Instructions for the task — Switch "microphone" to "mic" in everything from the line containing "blue and pink" down to the line containing "(589, 1044)", and give those lines again with nothing else changed.

>> BEGIN Extracted information

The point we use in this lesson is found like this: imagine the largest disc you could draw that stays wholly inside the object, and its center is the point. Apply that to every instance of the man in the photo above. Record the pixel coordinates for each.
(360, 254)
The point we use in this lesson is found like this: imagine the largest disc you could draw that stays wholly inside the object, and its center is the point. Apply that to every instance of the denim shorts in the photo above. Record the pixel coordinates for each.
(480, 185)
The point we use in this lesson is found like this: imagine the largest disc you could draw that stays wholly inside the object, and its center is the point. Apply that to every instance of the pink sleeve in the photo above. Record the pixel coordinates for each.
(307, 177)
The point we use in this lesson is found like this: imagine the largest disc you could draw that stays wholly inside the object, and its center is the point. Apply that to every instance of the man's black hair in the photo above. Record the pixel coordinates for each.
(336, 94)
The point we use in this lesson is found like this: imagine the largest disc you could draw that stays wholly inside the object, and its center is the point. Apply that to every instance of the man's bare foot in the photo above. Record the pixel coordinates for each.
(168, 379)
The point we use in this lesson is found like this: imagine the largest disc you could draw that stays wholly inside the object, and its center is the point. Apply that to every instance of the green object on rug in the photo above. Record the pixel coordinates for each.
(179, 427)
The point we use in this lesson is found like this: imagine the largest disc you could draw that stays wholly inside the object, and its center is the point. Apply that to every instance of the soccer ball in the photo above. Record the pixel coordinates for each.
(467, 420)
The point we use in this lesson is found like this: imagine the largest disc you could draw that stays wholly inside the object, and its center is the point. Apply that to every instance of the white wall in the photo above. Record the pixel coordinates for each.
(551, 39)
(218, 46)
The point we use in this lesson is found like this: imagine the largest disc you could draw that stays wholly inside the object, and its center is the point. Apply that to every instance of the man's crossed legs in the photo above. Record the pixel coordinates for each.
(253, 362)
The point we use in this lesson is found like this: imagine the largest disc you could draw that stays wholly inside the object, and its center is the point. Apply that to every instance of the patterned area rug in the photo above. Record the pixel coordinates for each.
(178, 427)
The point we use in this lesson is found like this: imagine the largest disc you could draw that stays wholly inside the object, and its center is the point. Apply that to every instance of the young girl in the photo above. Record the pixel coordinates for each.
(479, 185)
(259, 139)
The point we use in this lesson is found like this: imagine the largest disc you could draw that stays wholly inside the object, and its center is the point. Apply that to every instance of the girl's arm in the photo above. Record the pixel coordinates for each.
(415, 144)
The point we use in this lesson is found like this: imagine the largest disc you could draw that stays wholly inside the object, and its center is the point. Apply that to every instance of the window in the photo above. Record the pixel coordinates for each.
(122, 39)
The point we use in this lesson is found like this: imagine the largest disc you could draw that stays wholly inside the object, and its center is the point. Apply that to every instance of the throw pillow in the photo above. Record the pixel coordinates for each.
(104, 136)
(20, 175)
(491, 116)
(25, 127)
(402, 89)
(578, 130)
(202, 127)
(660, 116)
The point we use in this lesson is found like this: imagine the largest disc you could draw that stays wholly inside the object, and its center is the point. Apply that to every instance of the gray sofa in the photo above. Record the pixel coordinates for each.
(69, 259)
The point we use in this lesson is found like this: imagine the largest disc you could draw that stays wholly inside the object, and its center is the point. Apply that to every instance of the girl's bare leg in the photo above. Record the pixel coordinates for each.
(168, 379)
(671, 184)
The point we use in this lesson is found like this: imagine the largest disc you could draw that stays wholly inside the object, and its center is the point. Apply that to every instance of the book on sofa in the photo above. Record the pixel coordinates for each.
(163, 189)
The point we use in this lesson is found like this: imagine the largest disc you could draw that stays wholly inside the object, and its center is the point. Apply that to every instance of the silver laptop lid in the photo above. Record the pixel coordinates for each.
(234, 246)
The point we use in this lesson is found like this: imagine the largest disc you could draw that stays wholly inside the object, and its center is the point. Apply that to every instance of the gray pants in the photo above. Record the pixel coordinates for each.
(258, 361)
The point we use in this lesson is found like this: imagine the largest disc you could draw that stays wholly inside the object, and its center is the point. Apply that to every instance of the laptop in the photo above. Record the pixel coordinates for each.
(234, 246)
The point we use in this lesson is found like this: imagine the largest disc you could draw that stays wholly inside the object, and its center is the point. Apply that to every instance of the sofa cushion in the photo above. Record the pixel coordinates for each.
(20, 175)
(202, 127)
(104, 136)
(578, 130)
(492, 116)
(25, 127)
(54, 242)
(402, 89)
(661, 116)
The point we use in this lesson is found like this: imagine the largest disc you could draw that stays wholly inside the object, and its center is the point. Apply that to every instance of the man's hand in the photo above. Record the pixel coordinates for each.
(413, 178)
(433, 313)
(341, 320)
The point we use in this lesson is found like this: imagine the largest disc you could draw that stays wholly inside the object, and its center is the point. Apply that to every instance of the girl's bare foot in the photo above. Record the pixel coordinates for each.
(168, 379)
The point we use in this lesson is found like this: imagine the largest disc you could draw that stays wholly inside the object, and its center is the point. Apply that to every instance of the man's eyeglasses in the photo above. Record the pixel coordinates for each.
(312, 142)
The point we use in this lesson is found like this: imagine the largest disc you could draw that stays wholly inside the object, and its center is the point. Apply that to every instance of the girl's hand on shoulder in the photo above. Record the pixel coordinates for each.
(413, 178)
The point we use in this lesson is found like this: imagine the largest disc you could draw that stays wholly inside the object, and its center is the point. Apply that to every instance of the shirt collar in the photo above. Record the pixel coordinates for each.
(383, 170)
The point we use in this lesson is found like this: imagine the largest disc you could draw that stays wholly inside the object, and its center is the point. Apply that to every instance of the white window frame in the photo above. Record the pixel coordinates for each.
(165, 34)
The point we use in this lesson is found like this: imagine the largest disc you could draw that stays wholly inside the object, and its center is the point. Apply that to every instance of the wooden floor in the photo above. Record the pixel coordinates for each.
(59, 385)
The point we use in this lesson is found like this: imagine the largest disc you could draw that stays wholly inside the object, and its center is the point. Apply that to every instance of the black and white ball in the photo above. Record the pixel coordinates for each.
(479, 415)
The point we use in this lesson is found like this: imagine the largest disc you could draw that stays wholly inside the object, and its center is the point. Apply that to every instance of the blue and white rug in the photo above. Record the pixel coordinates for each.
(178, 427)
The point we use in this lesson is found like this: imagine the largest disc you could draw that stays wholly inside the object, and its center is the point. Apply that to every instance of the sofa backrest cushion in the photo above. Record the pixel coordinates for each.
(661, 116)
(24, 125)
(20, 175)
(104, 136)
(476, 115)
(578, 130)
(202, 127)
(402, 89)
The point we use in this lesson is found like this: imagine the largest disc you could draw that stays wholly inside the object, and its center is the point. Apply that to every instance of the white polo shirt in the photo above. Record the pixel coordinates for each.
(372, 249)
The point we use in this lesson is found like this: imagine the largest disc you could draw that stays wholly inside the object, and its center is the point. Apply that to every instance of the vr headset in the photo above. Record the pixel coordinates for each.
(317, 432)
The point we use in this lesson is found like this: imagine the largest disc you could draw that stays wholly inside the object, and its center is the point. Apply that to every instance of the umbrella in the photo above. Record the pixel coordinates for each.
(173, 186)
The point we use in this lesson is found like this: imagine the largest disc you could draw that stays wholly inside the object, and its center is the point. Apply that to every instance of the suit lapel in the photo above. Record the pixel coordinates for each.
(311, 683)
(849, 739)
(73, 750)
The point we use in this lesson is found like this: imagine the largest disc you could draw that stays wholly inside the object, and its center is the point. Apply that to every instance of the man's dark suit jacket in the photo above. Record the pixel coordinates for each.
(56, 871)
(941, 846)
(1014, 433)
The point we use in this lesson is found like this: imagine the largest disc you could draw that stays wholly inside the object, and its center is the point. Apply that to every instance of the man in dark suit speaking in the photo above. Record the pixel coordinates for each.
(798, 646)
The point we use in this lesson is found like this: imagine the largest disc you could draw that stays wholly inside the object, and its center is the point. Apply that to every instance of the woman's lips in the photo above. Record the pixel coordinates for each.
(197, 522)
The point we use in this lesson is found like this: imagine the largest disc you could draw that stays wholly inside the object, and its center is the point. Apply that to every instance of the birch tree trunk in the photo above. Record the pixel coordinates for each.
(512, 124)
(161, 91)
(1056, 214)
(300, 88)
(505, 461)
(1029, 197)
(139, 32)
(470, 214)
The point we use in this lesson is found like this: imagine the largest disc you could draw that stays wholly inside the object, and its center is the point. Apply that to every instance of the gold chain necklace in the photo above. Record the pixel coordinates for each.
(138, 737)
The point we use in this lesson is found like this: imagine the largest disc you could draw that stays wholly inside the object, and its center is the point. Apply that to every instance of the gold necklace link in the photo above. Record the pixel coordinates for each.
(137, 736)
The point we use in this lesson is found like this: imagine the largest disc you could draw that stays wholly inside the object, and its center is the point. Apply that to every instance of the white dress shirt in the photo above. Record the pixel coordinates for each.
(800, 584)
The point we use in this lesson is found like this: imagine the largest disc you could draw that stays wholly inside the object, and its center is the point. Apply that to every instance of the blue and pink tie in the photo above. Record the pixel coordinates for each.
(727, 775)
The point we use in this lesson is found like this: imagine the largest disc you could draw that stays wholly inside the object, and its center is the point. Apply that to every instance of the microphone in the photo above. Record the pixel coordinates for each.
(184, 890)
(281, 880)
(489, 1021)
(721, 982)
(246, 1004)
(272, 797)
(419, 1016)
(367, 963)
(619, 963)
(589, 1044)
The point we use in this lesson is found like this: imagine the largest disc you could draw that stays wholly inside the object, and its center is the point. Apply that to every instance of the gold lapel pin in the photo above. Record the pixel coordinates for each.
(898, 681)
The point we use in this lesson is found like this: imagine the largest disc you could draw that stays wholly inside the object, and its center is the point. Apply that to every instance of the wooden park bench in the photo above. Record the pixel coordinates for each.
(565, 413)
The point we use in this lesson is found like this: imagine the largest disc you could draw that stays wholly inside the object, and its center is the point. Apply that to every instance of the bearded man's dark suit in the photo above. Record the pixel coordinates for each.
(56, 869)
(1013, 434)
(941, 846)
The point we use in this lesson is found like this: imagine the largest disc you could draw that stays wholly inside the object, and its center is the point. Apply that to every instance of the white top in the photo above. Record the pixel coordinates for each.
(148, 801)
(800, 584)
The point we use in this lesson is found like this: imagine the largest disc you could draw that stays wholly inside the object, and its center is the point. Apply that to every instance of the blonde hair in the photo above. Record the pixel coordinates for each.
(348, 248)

>> END Extracted information

Response for this exercise —
The point we use in this lesson is found like this: imagine the largest disc you could draw that stays wholly inside the object, and its center is the point. Apply that to every instance of the blue and pink tie in the photo above. Record the pixel coordinates for each.
(727, 775)
The point we use in this lesson is found like this: imagine the largest disc you could draw that stays wholly inside the object, and its center is the point. Apply that to every instance of the mic in the photo above. Record the pixel coordinates for each.
(184, 890)
(281, 880)
(489, 1021)
(721, 982)
(246, 1004)
(272, 797)
(419, 1016)
(367, 963)
(619, 963)
(589, 1044)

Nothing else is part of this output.